Думается, дело прежде всего в гениальности Веры Мухиной.
Будь ее самая знаменитая работа образчиком казенной посредственности – кто бы переживал из-за затянувшейся реставрации? Ну отсутствует какая-то советская статуя на привычном месте, так вернется когда-нибудь, а нет – тоже не страшно. Ситуация с «Рабочим и колхозницей» выглядела совершенно иначе (хотя, к слову, якобы временное изъятие памятника Горькому с площади перед Белорусским вокзалом особого беспокойства у населения не вызвало – а ведь это тоже произведение Мухиной, хотя и в соавторстве с Иваном Шадром). В любом случае, просвещенной публике Вера Игнатьевна всегда представлялась художником значительным, первоклассным, достойным международной славы и в рамки идеологической «заказухи» никак не помещавшимся. При этом похвастать близким знакомством с ее работами помимо монументального жанра могли очень немногие.
Этот пробел теперь отчасти устранен. Хотя, конечно, говорить о более или менее полном своде мухинских произведений не приходится: выставка в ММСИ на масштабную ретроспективу не тянет. Зато формулировка про «неизвестные страницы» в заглавии вполне оправданна.
В первую очередь это касается сценографии – той сферы, которую с именем Веры Мухиной редко соотносят даже искусствоведы.
А ведь у нее был настоящий роман с театром, пусть не слишком успешный и прерывистый во времени. Причем начался он не с любительских постановок и не с приглашений в третьеразрядные заведения, а сразу с сотрудничества с Таировым, с Камерным театром.
До того молодая выпускница парижской Академии Гран Шомьер, где она училась у великого Бурделя, не имела ни малейшего опыта работы ни с декорациями, ни с костюмами, но Таирова это ничуть не смущало. Судя по всему, ему было важнее, что Мухина – одаренный скульптор с новаторскими наклонностями. Режиссер позвал ее в 1916 году для работы над пересозданием своего прежнего спектакля «Покрывало Пьеретты».

■ **Строки набора данных**
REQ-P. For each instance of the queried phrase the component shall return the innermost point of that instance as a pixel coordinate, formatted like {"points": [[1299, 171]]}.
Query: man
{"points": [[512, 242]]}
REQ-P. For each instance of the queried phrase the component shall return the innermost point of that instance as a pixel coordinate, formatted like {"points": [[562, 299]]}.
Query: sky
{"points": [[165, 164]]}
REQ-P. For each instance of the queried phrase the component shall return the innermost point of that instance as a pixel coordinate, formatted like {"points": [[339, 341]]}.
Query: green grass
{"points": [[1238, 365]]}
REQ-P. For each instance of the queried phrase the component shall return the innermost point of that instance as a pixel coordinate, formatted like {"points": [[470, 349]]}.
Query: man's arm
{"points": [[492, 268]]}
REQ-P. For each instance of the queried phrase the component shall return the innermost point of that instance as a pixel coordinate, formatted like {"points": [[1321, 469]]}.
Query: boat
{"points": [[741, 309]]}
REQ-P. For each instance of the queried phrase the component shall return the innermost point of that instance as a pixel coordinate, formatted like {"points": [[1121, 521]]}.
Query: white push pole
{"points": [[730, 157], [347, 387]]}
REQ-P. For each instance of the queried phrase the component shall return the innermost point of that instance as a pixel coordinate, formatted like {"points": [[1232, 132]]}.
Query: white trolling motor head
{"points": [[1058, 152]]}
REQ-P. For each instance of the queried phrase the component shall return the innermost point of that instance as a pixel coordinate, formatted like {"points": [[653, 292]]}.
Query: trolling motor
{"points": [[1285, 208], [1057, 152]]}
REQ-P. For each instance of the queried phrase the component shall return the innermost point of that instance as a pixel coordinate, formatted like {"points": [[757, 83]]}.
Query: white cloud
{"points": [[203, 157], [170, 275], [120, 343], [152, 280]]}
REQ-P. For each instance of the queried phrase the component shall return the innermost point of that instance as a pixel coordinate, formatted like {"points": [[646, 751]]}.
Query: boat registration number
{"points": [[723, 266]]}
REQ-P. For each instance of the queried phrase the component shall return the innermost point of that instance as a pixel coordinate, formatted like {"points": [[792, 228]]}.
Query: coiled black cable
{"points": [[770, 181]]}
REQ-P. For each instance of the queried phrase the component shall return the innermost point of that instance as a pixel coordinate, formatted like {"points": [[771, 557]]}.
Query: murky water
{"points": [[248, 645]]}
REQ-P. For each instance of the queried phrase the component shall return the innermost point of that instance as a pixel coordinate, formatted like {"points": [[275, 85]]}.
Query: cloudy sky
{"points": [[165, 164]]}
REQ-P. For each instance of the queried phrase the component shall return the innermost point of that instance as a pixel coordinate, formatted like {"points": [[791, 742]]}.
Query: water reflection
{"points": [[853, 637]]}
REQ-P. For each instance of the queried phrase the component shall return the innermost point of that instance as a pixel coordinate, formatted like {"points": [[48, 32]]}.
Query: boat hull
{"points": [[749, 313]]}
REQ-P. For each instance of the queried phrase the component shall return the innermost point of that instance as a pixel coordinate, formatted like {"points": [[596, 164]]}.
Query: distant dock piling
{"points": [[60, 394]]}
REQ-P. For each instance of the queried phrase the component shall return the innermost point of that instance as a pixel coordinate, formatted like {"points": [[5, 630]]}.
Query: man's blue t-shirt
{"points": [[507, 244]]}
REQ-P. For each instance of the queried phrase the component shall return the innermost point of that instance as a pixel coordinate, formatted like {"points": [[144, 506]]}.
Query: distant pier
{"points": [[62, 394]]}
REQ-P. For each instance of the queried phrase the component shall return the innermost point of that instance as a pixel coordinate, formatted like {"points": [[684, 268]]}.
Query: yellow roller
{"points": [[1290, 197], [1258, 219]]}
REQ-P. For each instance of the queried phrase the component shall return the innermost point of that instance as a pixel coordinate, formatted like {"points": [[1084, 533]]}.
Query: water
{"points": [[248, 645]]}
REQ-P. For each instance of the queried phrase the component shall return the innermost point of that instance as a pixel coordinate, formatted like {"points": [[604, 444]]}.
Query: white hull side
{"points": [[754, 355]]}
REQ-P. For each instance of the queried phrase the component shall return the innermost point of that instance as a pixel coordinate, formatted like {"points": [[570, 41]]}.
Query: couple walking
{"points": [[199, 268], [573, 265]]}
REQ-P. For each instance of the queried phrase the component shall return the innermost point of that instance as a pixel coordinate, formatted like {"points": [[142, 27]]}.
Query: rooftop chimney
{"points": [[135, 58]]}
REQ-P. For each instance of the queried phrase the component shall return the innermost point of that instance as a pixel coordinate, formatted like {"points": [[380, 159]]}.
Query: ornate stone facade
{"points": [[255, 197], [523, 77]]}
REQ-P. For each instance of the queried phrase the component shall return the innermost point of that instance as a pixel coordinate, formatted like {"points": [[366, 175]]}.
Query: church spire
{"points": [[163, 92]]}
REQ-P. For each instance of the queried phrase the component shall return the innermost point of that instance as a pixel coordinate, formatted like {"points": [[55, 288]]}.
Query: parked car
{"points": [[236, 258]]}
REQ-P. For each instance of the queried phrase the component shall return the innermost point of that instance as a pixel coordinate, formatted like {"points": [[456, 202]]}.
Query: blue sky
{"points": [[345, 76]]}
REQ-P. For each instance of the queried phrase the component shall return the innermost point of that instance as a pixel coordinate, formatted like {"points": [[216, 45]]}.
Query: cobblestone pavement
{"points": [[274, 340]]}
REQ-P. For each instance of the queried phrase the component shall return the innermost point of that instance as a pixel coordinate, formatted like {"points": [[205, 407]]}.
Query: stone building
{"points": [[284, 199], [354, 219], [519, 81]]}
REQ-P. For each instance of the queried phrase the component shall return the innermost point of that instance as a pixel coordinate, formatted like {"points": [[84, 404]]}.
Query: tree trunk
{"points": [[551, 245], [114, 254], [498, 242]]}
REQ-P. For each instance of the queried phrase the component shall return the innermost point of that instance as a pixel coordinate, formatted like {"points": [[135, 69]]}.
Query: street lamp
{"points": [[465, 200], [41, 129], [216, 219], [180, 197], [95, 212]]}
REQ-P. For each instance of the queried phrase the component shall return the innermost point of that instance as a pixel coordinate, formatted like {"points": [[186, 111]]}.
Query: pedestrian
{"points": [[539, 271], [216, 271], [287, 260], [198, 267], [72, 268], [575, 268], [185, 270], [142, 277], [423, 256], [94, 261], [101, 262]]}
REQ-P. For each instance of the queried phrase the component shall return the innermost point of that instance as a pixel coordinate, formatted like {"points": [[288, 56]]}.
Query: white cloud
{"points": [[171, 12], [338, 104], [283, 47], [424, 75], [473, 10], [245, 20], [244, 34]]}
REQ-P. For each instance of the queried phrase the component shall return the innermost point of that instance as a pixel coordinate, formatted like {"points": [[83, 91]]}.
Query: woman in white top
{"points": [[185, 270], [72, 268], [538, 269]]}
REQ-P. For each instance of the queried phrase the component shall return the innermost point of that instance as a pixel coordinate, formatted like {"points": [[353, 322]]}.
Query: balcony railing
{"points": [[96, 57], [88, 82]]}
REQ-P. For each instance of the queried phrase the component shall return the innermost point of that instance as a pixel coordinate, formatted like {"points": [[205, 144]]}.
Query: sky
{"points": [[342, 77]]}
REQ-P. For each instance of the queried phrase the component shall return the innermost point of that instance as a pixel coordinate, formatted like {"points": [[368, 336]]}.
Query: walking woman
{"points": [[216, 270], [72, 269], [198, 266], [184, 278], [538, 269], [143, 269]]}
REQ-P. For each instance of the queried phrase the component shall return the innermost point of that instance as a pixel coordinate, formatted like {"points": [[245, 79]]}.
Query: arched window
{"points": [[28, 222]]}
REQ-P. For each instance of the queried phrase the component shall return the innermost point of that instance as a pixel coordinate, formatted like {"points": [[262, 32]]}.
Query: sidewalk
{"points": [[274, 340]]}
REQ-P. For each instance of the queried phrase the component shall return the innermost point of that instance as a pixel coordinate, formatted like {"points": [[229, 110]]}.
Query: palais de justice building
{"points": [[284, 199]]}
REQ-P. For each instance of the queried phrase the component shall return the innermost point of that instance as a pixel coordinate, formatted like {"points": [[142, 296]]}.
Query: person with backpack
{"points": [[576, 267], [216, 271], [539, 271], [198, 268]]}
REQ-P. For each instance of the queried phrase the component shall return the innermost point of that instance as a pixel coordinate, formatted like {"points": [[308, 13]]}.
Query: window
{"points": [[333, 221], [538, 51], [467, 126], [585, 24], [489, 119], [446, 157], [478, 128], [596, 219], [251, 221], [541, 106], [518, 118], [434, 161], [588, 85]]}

■ **Что сделать**
(a) Выберите все строки, в которых встречается слово «blue», и перепишите их.
(b) Продолжите текст о Вере Мухиной после его последнего предложения.

■ **Ответы к заданиям**
(a)
Query: man's blue t-shirt
Query: blue sky

(b)
Если говорить точнее, в задачу приглашенного художника входило решение одного-единственного костюма для главной героини, которую играла Алиса Коонен.
Сообразно таировскому замыслу, это платье следовало не столько сшить, сколько «изваять», «вылепить». Заядлая поклонница французского кубизма с поручением режиссера справилась блестяще. Таиров дебют оценил и стал подбрасывать Мухиной другую работу, несмотря даже на то, что в его распоряжении имелась такая звезда авангардной сценографии, как Александра Экстер.
Надо заметить, вопреки театральным нравам, они с Мухиной сразу подружились, не раз потом вместе работали и не прерывали связей даже после эмиграции Экстер во Францию.
Так что отнюдь не конкуренцией между двумя художницами можно объяснить то обстоятельство, что Вере Мухиной так и не удалось сделать в Камерном театре ни одного самостоятельного спектакля. Просто не сложилось: то Таиров, расстроившись неудачей постановки «Ужина шуток», не внял ее уверениям, что все можно исправить, заменив костюмы, и оставил без внимания набор эскизов, то из-за репертуарного конфликта с МХТ в Камерном театре прервалась работа над пьесой Александра Блока «Роза и Крест», к которой Мухина успела много чего придумать и нарисовать. А в феврале 1917 года таировский театр и вовсе на время закрылся. После возобновления его деятельности Веру Мухину туда не позвали. Известно, что она сильно переживала: вовсе не из-за краха карьеры (как раз скульптурная ее карьера неуклонно шла на подъем, ей предрекали большое будущее), а из-за нереализованной страсти к сценографии — причем не абы какой, а именно той, которую исповедовал Камерный.
Следы этой тоски можно обнаружить в эскизах костюмов и декораций к балету «Наль и Дамаянти» по древнеиндийскому эпосу – к балету, которого никто не написал и тем более не собирался ставить.
Сюжет, похожий на осознанную сублимацию внутреннего страдания.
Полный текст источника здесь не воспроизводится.